GIVEN TEXT: Begin
Learn Liberty: First, when did you join the Learn Liberty team and what is your role?
Liz McCaffrey: I’ve worked at IHS since 2007, and I helped to found the Learn Liberty project when we launched it in 2011. This February will be 5 years that I’ve worked on Learn Liberty as a video producer.
LL: How did you find your way to the philosophy of liberty? Are there any thinkers in particular that got the ball rolling?
LM: That’s a long story! But I will say that I continue to learn more all the time. When I first started working at IHS in 2007 I knew nothing about economics—I had come to appreciate liberty from more of a philosophical and political perspective. So the economics lectures and readings I encountered in the first few years of working here were a huge education for me. Two particular readings stand out in my mind. The first is The Use of Knowledge in Society, an essay by Friedrich Hayek where he talks about how prices convey knowledge, and how that makes our economy and our whole modern world possible. The essay might seem dry when you first approach it, but if you give it a chance the insights are so profound. The second was an excerpt from Hayek’s Constitution of Liberty, which first introduced me to the concept of spontaneous order. It was the first time that I saw the parallels between a market economy and a biological ecosystem.
GIVEN TEXT: End
DIRECTIONS:
(a) Reproduce the interview starting at "Learn Liberty: First, when" and ending at "the ball rolling?".
(b) In what year did the Learn Liberty project launch, according to the interview?
(c) Decide whether each statement agrees with the interview, giving yes or no and quoting the deciding words: (i) Liz McCaffrey already knew a great deal about economics when she began working at IHS. (ii) An excerpt from Hayek's Constitution of Liberty first introduced her to the concept of spontaneous order. (iii) Her work on Learn Liberty is as a video producer.
Rely only on the interview above.
INPUT DATA: Begin
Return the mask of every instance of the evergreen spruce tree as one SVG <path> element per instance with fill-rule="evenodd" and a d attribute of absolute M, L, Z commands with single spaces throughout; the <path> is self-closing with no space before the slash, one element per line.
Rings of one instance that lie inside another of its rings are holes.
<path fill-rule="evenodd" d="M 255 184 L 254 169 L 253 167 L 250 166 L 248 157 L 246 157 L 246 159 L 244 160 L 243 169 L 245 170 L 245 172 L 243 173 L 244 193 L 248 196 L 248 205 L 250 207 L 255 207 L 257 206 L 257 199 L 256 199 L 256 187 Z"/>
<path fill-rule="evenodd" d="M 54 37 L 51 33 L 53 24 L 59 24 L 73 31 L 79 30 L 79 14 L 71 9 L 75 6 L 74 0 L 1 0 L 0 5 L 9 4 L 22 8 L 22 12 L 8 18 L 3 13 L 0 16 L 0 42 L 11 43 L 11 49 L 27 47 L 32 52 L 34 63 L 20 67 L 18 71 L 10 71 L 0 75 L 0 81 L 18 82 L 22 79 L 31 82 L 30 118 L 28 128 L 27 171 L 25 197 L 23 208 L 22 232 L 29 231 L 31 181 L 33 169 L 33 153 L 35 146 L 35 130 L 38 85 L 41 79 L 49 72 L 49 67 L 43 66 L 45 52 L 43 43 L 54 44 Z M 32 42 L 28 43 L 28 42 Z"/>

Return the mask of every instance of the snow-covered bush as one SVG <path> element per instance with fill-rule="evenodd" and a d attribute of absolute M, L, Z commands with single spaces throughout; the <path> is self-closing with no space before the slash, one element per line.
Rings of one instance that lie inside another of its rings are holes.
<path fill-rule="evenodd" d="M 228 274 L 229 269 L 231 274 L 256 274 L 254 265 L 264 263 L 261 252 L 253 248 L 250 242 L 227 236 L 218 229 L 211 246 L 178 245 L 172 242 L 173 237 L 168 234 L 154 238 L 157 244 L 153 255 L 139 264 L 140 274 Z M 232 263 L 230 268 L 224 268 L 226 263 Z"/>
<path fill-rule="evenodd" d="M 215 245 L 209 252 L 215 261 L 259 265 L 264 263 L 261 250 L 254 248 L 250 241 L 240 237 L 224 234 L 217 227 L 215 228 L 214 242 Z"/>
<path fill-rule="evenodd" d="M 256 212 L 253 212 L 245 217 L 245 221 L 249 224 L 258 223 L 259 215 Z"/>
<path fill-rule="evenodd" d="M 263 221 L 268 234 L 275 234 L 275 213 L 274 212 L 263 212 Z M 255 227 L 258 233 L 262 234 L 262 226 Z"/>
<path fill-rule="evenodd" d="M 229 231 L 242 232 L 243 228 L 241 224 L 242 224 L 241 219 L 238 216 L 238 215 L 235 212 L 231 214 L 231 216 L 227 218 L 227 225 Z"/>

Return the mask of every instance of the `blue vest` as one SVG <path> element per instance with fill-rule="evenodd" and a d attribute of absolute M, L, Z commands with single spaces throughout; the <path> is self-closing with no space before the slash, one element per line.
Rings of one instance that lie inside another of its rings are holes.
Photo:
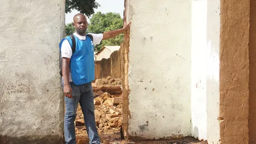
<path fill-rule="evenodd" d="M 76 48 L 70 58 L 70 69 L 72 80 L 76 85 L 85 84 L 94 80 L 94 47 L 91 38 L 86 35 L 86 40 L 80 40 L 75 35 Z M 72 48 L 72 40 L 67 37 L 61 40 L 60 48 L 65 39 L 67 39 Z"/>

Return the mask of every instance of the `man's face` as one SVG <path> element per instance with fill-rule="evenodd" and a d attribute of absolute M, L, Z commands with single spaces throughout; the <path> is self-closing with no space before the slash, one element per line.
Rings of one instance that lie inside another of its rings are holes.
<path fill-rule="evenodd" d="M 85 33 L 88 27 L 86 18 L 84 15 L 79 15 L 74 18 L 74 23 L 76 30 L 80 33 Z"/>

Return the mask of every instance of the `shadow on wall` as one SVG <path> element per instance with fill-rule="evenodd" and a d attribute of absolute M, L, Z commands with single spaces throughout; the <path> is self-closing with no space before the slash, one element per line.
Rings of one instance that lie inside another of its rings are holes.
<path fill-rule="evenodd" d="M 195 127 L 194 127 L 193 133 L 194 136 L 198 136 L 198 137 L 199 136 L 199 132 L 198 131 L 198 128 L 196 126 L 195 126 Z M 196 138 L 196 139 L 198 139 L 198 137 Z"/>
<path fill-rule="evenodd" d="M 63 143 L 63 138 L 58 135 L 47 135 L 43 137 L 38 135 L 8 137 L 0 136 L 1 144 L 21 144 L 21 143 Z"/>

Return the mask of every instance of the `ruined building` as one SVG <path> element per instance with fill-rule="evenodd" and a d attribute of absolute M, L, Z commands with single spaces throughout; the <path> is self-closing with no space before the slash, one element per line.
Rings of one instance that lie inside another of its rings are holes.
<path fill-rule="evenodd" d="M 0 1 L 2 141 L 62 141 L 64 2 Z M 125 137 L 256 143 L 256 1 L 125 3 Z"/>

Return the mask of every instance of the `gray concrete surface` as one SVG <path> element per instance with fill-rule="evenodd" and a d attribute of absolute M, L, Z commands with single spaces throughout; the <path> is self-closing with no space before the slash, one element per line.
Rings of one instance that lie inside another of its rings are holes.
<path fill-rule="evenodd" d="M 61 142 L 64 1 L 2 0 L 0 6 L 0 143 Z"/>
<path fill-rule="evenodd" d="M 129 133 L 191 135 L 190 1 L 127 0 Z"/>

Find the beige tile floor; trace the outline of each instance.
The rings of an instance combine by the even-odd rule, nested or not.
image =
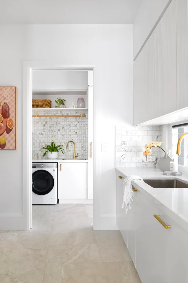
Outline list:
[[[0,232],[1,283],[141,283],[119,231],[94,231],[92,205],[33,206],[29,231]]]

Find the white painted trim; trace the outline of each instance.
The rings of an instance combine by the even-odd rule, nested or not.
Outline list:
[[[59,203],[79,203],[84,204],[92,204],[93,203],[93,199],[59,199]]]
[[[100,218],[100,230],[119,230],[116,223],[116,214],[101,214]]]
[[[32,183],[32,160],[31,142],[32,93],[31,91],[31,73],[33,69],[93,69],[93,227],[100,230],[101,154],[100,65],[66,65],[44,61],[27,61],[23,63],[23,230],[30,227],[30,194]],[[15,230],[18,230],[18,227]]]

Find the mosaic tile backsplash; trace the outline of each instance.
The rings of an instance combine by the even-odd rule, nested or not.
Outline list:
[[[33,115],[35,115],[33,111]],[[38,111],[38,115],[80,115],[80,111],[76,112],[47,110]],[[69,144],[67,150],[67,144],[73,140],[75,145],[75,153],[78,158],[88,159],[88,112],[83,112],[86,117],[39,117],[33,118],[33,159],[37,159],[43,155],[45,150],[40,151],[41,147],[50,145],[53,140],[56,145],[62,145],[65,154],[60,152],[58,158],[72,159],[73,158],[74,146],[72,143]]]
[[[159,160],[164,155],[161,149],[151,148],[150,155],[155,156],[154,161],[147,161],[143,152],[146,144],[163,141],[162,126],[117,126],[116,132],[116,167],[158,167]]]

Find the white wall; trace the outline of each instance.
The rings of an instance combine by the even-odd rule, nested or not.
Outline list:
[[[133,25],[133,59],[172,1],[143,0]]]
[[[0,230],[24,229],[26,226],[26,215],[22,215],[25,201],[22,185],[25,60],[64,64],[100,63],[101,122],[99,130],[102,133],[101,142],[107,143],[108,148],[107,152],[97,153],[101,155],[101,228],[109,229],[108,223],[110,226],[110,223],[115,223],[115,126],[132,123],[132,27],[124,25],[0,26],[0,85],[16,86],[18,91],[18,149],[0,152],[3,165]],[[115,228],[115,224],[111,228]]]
INPUT DATA: End
EXPECTED RESULTS:
(a)
Learn Liberty: First, when did you join the Learn Liberty team and what is your role?
Liz McCaffrey: I’ve worked at IHS since 2007, and I helped to found the Learn Liberty project when we launched it in 2011. This February will be 5 years that I’ve worked on Learn Liberty as a video producer.
LL: How did you find your way to the philosophy of liberty? Are there any thinkers in particular that got the ball rolling?

(b) 2011

(c)
(i) No: "When I first started working at IHS in 2007 I knew nothing about economics"
(ii) Yes: "an excerpt from Hayek’s Constitution of Liberty, which first introduced me to the concept of spontaneous order"
(iii) Yes: "I’ve worked on Learn Liberty as a video producer"